■ ASSIGNED TASK: This calls for a word-for-word copy of all the data, with each picture removed.

[Natural-language object grounding data]
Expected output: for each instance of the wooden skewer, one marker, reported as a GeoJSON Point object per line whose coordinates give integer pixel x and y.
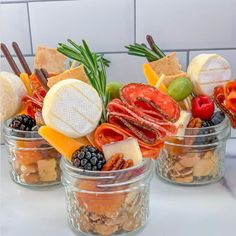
{"type": "Point", "coordinates": [73, 64]}
{"type": "Point", "coordinates": [42, 79]}
{"type": "Point", "coordinates": [45, 73]}
{"type": "Point", "coordinates": [21, 58]}
{"type": "Point", "coordinates": [10, 59]}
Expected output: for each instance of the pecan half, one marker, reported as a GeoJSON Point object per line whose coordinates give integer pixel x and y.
{"type": "Point", "coordinates": [117, 162]}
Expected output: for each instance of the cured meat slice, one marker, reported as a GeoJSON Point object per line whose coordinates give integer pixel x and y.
{"type": "Point", "coordinates": [107, 133]}
{"type": "Point", "coordinates": [141, 125]}
{"type": "Point", "coordinates": [148, 98]}
{"type": "Point", "coordinates": [219, 98]}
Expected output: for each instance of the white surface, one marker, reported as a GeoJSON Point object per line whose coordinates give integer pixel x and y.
{"type": "Point", "coordinates": [187, 24]}
{"type": "Point", "coordinates": [229, 55]}
{"type": "Point", "coordinates": [14, 26]}
{"type": "Point", "coordinates": [106, 25]}
{"type": "Point", "coordinates": [174, 211]}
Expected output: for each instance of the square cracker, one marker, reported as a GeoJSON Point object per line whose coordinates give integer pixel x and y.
{"type": "Point", "coordinates": [49, 59]}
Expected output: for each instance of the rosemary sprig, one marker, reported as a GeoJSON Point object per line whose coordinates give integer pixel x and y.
{"type": "Point", "coordinates": [152, 54]}
{"type": "Point", "coordinates": [95, 68]}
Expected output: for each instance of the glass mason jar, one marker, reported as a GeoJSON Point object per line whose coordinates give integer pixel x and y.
{"type": "Point", "coordinates": [33, 162]}
{"type": "Point", "coordinates": [107, 202]}
{"type": "Point", "coordinates": [195, 156]}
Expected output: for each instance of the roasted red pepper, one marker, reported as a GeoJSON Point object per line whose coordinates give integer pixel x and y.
{"type": "Point", "coordinates": [203, 107]}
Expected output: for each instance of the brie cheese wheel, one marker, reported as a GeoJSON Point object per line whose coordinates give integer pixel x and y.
{"type": "Point", "coordinates": [207, 71]}
{"type": "Point", "coordinates": [72, 108]}
{"type": "Point", "coordinates": [11, 91]}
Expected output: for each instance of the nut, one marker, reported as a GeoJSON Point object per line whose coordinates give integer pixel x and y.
{"type": "Point", "coordinates": [29, 169]}
{"type": "Point", "coordinates": [189, 160]}
{"type": "Point", "coordinates": [195, 123]}
{"type": "Point", "coordinates": [187, 179]}
{"type": "Point", "coordinates": [103, 229]}
{"type": "Point", "coordinates": [117, 162]}
{"type": "Point", "coordinates": [203, 167]}
{"type": "Point", "coordinates": [208, 155]}
{"type": "Point", "coordinates": [30, 178]}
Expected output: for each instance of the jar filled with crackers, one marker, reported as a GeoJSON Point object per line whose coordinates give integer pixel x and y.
{"type": "Point", "coordinates": [107, 202]}
{"type": "Point", "coordinates": [196, 155]}
{"type": "Point", "coordinates": [33, 162]}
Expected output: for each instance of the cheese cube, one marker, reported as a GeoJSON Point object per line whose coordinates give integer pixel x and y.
{"type": "Point", "coordinates": [128, 147]}
{"type": "Point", "coordinates": [47, 170]}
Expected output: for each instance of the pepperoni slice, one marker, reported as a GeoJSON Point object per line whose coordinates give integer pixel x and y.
{"type": "Point", "coordinates": [107, 133]}
{"type": "Point", "coordinates": [142, 126]}
{"type": "Point", "coordinates": [148, 98]}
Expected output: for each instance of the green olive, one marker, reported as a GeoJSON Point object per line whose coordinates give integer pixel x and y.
{"type": "Point", "coordinates": [180, 88]}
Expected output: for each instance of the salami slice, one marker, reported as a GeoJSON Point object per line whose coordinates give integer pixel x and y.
{"type": "Point", "coordinates": [108, 133]}
{"type": "Point", "coordinates": [148, 98]}
{"type": "Point", "coordinates": [146, 127]}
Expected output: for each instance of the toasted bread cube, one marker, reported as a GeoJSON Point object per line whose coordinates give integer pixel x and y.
{"type": "Point", "coordinates": [47, 170]}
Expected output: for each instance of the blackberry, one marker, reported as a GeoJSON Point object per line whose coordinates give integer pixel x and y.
{"type": "Point", "coordinates": [23, 122]}
{"type": "Point", "coordinates": [206, 123]}
{"type": "Point", "coordinates": [88, 158]}
{"type": "Point", "coordinates": [208, 139]}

■ EXPECTED ANSWER:
Expected output: for each instance of the wooden skewer, one marker, reported as a GeoJSON Point object per line whose coordinates give integer pixel x and y.
{"type": "Point", "coordinates": [73, 64]}
{"type": "Point", "coordinates": [42, 79]}
{"type": "Point", "coordinates": [45, 73]}
{"type": "Point", "coordinates": [21, 58]}
{"type": "Point", "coordinates": [10, 59]}
Expected output: for each instance of the pecan half, one marker, reported as a GeoJSON Point object per line whose coordinates give integer pixel x and y.
{"type": "Point", "coordinates": [117, 162]}
Expected output: for each instance of the cured meat slice, one marker, reported as a GeoJSON Point object per line whose coordinates give integer pixel x and y.
{"type": "Point", "coordinates": [107, 133]}
{"type": "Point", "coordinates": [141, 125]}
{"type": "Point", "coordinates": [148, 98]}
{"type": "Point", "coordinates": [219, 98]}
Expected output: for each instance of the white surface, one marker, reported as a GeoJSON Point object per line whose coordinates give integer pixel x and y.
{"type": "Point", "coordinates": [187, 24]}
{"type": "Point", "coordinates": [229, 55]}
{"type": "Point", "coordinates": [14, 26]}
{"type": "Point", "coordinates": [106, 25]}
{"type": "Point", "coordinates": [174, 211]}
Expected output: for each instance of the square cracker, one marker, reported as a GeoJSON Point object per line whose coordinates give integer pixel x and y.
{"type": "Point", "coordinates": [49, 59]}
Expected output: for each instance of the rosemary sprig, one marker, reported as a GeoJSON Point object per line whose coordinates give integer pixel x and y.
{"type": "Point", "coordinates": [152, 54]}
{"type": "Point", "coordinates": [95, 68]}
Expected output: for each instance of the glass mason jar, one marker, reported as a GeoJSON Point object per line whose coordinates give integer pixel x and y.
{"type": "Point", "coordinates": [33, 162]}
{"type": "Point", "coordinates": [107, 202]}
{"type": "Point", "coordinates": [195, 156]}
Expected output: for each instance of the roasted red pepper, one marker, reported as a GeoJSON Point object per line whose coordinates give integer pixel x and y.
{"type": "Point", "coordinates": [203, 107]}
Expected output: for each instance of the brie cheese wheel, one marker, reported as a GeoJSON Point object per line whose coordinates give integer pixel x and y.
{"type": "Point", "coordinates": [207, 71]}
{"type": "Point", "coordinates": [72, 108]}
{"type": "Point", "coordinates": [11, 91]}
Expected output: for each instance of the nut, one marker, reported as a GeoJSON Point object per line whose coordinates give integer pixel x and y.
{"type": "Point", "coordinates": [29, 169]}
{"type": "Point", "coordinates": [189, 160]}
{"type": "Point", "coordinates": [195, 123]}
{"type": "Point", "coordinates": [187, 179]}
{"type": "Point", "coordinates": [103, 229]}
{"type": "Point", "coordinates": [117, 162]}
{"type": "Point", "coordinates": [203, 167]}
{"type": "Point", "coordinates": [208, 155]}
{"type": "Point", "coordinates": [30, 178]}
Expected output: for each instance of the jar filled with crackers, one marker, reported as a GeoJSON Point object per line whose coordinates give integer pixel x and y.
{"type": "Point", "coordinates": [107, 202]}
{"type": "Point", "coordinates": [196, 155]}
{"type": "Point", "coordinates": [33, 162]}
Expected output: for each instance of the cheese cube, one marker, reported as a GeoJSON Point object per line whose coordinates give integer pixel x and y.
{"type": "Point", "coordinates": [128, 147]}
{"type": "Point", "coordinates": [47, 170]}
Expected output: for each instance of the pepperoni slice, one marker, reported as a GeoJSON Point object per line whose coordinates give integer pixel x and y.
{"type": "Point", "coordinates": [107, 133]}
{"type": "Point", "coordinates": [142, 126]}
{"type": "Point", "coordinates": [148, 98]}
Expected output: for each instance of the green olive, one marker, reported as a GeoJSON Point object per line whose coordinates give integer pixel x and y.
{"type": "Point", "coordinates": [180, 88]}
Expected output: for each instance of the salami slice, one marker, reported as a GeoJSON Point object per line whose coordinates give integer pixel x and y.
{"type": "Point", "coordinates": [108, 133]}
{"type": "Point", "coordinates": [148, 98]}
{"type": "Point", "coordinates": [146, 127]}
Expected output: for each instance of the toasted bread cube, one marker, reported as a GeoJSON Point object per line whose coordinates give integer pixel x and y.
{"type": "Point", "coordinates": [47, 170]}
Expected output: for each instance of the blackberry, one marker, reported as a GeoJSON Point object per line whose coordinates give integer pixel x and y.
{"type": "Point", "coordinates": [23, 122]}
{"type": "Point", "coordinates": [206, 123]}
{"type": "Point", "coordinates": [88, 158]}
{"type": "Point", "coordinates": [208, 139]}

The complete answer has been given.